Here are a few key highlights from our conversation:

  • On the long-term perspective of an early-stage investor:

“The truth of today is not the truth of tomorrow and was not that of yesterday. The volatility is as high as you can imagine, and so people’s moods are going back and forth. When you’re an early-stage investor, it doesn’t influence too much our pace of investment. But because anything that we invest in today will exit in five to seven years. So the current context is irrelevant.”

  • Other ripple effects:

Exits and refinancing are in the tank for now, as is strategic M&A.

  • The difference between now and previous downturns:

“One thing we learned is that every crisis is different. And that’s why it’s very difficult to predict when it’s coming. But what we tell our LPs when they ask us, is it like 2000? You guys have seen 2000. Is it like that? My answer is no. In 2000, people paid high prices for crappy companies Here, people paid super high prices for good businesses.”

  • Impact of the Silicon Valley Bank meltdown:

“It impacts us in the sense that it increases the systemic risk and the volatility and the anxiety everyone. Now, in the field, we are active on the continent. And on the continent, SVB was not strong at all. They did not have a banking license, for example, in France. So there’s nothing similar to the earthquake that was felt in California, and not even to the situation that could have been felt in the UK.”

= EXERCISE INSTRUCTIONS =
[1] Translate this sentence from the investor interview highlights into Spanish: "The truth of today is not the truth of tomorrow and was not that of yesterday."
[2] From the investor interview highlights, pull out the passage starting at "Here are a few" and ending at "is strategic M&A.".
The data that follows comes from a separate source.

= RECORDS SHOWN =
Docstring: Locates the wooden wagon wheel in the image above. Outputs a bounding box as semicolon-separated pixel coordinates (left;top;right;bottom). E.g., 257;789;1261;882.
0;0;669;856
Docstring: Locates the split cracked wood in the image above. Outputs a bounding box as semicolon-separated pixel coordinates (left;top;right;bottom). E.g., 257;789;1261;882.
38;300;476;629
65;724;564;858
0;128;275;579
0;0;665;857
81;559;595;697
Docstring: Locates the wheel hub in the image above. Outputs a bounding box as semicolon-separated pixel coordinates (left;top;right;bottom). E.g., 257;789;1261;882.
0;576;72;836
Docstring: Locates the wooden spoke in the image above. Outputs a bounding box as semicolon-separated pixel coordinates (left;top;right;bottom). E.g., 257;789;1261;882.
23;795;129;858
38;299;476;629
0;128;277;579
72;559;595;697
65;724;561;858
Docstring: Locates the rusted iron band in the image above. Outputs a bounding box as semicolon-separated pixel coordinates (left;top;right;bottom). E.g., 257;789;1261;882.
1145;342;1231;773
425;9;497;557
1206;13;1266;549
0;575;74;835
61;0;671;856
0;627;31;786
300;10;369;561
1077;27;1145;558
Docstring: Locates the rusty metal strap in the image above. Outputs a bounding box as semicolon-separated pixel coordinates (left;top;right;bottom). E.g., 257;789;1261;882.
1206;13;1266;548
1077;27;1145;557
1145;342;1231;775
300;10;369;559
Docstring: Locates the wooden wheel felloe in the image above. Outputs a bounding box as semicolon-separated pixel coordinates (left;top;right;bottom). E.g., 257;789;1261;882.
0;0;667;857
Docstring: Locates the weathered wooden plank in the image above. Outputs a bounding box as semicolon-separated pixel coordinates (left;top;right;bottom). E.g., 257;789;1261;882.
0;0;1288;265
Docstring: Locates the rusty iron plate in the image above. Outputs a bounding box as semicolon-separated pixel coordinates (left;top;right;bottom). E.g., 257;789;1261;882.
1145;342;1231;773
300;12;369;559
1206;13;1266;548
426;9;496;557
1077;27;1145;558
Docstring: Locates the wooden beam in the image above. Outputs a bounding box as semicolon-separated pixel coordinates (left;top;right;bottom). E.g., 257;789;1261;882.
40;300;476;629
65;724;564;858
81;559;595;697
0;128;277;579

= WRITTEN RESPONSES =
[1] La verdad de hoy no es la verdad de mañana y no fue la de ayer.

[2]
Here are a few key highlights from our conversation:

  • On the long-term perspective of an early-stage investor:

“The truth of today is not the truth of tomorrow and was not that of yesterday. The volatility is as high as you can imagine, and so people’s moods are going back and forth. When you’re an early-stage investor, it doesn’t influence too much our pace of investment. But because anything that we invest in today will exit in five to seven years. So the current context is irrelevant.”

  • Other ripple effects:

Exits and refinancing are in the tank for now, as is strategic M&A.